**Goal of the exercise:**
Every line of the entries with the word "wooden" in it should be shown.

##############################

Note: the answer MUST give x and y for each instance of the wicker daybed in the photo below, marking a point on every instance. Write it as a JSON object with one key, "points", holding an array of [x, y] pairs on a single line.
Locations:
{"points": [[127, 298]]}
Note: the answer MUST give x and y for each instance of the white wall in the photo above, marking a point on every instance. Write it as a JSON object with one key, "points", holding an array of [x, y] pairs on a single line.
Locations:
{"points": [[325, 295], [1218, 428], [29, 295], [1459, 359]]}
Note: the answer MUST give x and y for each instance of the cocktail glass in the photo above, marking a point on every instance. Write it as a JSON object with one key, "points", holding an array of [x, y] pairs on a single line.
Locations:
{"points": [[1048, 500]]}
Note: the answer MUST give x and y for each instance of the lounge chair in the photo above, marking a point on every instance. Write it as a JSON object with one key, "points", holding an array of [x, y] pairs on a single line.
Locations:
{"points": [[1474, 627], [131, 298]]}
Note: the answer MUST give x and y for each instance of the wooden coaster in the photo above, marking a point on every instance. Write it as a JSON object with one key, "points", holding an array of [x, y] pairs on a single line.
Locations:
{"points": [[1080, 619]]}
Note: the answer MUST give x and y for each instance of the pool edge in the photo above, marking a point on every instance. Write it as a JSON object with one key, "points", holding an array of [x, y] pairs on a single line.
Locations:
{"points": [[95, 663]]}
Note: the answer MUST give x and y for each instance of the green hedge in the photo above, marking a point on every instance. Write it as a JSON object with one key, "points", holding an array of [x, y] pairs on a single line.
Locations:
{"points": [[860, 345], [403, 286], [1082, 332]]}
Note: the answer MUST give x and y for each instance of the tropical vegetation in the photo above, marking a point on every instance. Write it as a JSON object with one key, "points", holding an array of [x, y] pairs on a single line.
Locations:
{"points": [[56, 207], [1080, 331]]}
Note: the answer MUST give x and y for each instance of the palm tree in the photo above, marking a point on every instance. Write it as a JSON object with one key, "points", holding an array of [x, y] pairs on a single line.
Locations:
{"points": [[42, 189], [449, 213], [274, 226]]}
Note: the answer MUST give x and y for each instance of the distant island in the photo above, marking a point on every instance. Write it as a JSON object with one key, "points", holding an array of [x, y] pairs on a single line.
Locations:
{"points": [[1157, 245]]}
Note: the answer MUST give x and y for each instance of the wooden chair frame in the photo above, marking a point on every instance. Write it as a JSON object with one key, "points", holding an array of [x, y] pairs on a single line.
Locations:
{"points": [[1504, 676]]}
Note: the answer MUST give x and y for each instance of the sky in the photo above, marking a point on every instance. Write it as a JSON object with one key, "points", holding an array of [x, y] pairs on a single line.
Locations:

##############################

**Task output:**
Note: the answer MUST give x and y for each instance of the wooden coaster in the photo above, marking a point on every instance. Write it as a JSON object with one key, "points", holding an array of [x, y] pairs on a single line.
Note: the answer MUST give x and y for each instance of the wooden chair frame in the photo above, marking a point on every instance. Write it as a JSON object with one key, "points", holding an array of [x, y] pairs on a single line.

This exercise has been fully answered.